Aim of the exercise: Convert the records below into a Markdown table with the columns Row and Record line, one numbered row per line, with blank lines and pictures left out.

Input for this task start

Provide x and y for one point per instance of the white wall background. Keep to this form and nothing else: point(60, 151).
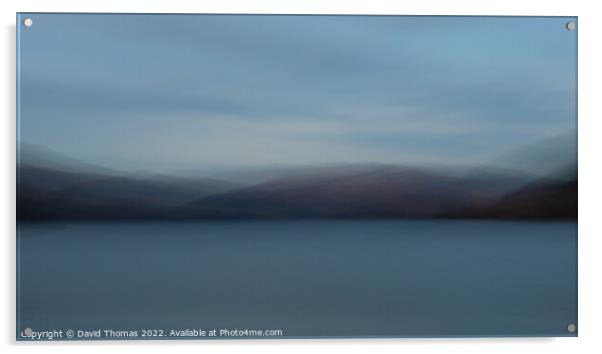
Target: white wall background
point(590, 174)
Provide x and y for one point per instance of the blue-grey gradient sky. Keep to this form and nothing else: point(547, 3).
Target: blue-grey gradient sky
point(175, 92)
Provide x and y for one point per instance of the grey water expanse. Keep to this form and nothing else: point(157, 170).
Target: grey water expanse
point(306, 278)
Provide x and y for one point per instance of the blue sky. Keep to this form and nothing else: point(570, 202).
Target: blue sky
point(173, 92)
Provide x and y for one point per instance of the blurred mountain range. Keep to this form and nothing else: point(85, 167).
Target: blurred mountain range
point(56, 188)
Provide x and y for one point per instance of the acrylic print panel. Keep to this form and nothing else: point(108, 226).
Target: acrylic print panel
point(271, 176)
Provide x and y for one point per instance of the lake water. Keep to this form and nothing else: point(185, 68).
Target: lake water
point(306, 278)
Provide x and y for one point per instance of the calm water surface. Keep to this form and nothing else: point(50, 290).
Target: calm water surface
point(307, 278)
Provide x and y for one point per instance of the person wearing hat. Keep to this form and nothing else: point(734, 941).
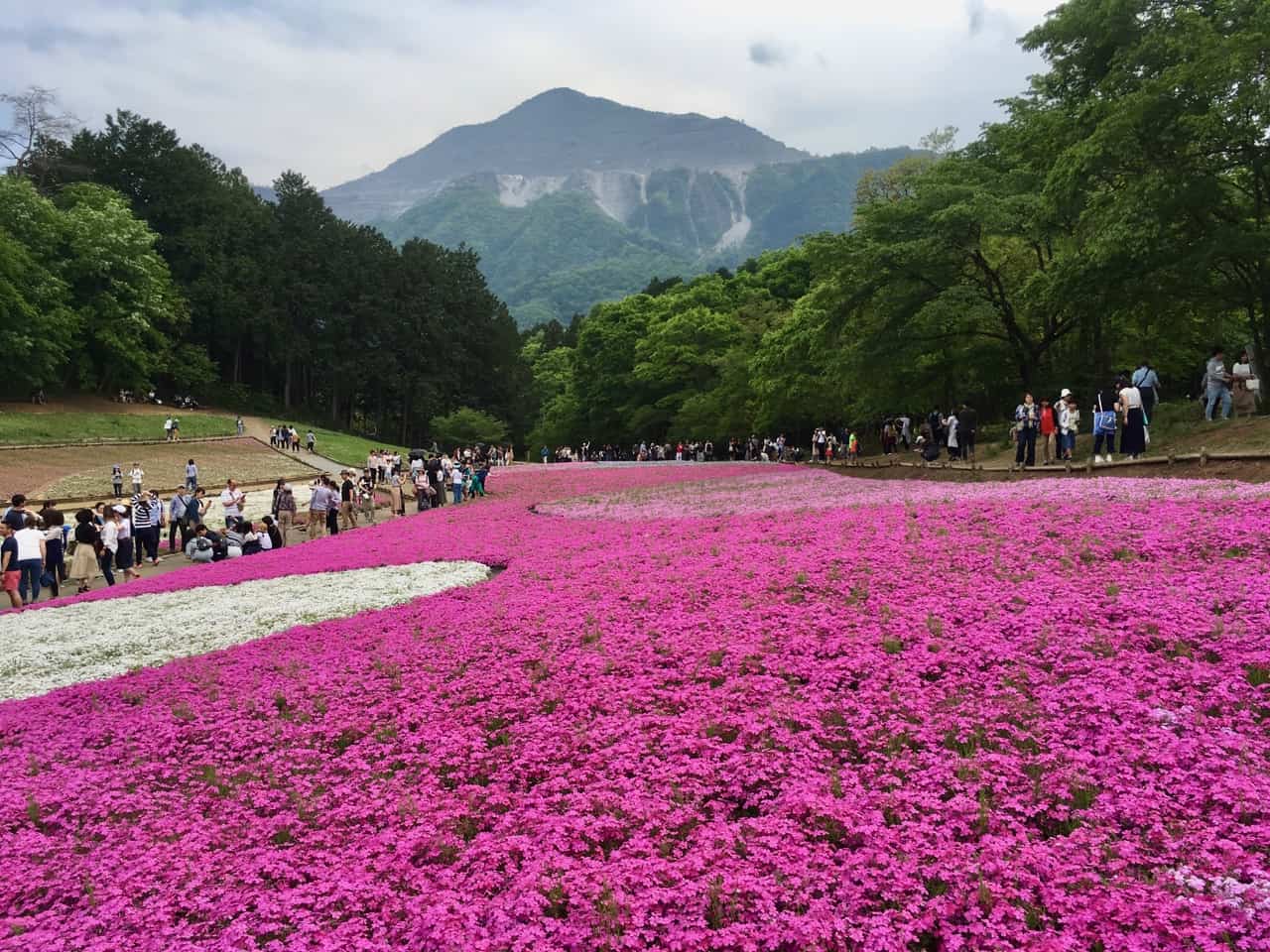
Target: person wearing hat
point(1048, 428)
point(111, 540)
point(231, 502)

Input for this task end

Expected answer:
| Row | Record line |
|---|---|
| 1 | Provide x and y for one point per instance of the white wall background. Keep to this form and nothing else: point(60, 151). |
| 2 | Target: white wall background |
| 3 | point(590, 174) |
| 4 | Provide x and y for one point per instance of the blue-grey gradient sky. Keep to this form and nothing else: point(547, 3). |
| 5 | Target: blue-grey gradient sky |
| 6 | point(175, 92) |
| 7 | Provide x and y for one point per instance of the grey water expanse. Keep to this form and nothing else: point(157, 170). |
| 8 | Target: grey water expanse |
| 9 | point(306, 278) |
| 10 | Provide x and y for one point per instance of the blue sky. Keep to this form and nothing else: point(570, 202). |
| 11 | Target: blue sky |
| 12 | point(173, 92) |
| 13 | Provide x and y for one point per instance of the blurred mountain range. Keep to this form and nothing else: point(85, 167). |
| 14 | Target: blurred mountain range |
| 15 | point(56, 188) |
| 16 | Provide x and y for one point per instance of the acrylic print panel. Keep to this form and nothing else: point(108, 226). |
| 17 | Target: acrylic print panel |
| 18 | point(271, 176) |
| 19 | Provide x and y for one point per instance of the lake water. Keep to this form and nothing else: point(185, 68). |
| 20 | Target: lake water |
| 21 | point(306, 278) |
| 22 | Provide x and y for one point per instance of the calm water surface. Keep to this form and nothing else: point(50, 290). |
| 23 | Target: calm water surface |
| 24 | point(307, 278) |
| 25 | Provide x and y for one point per instance of the person wearing hat. Keep to this form and nothing else: point(734, 941). |
| 26 | Target: person wearing hat |
| 27 | point(1048, 428) |
| 28 | point(111, 540) |
| 29 | point(231, 502) |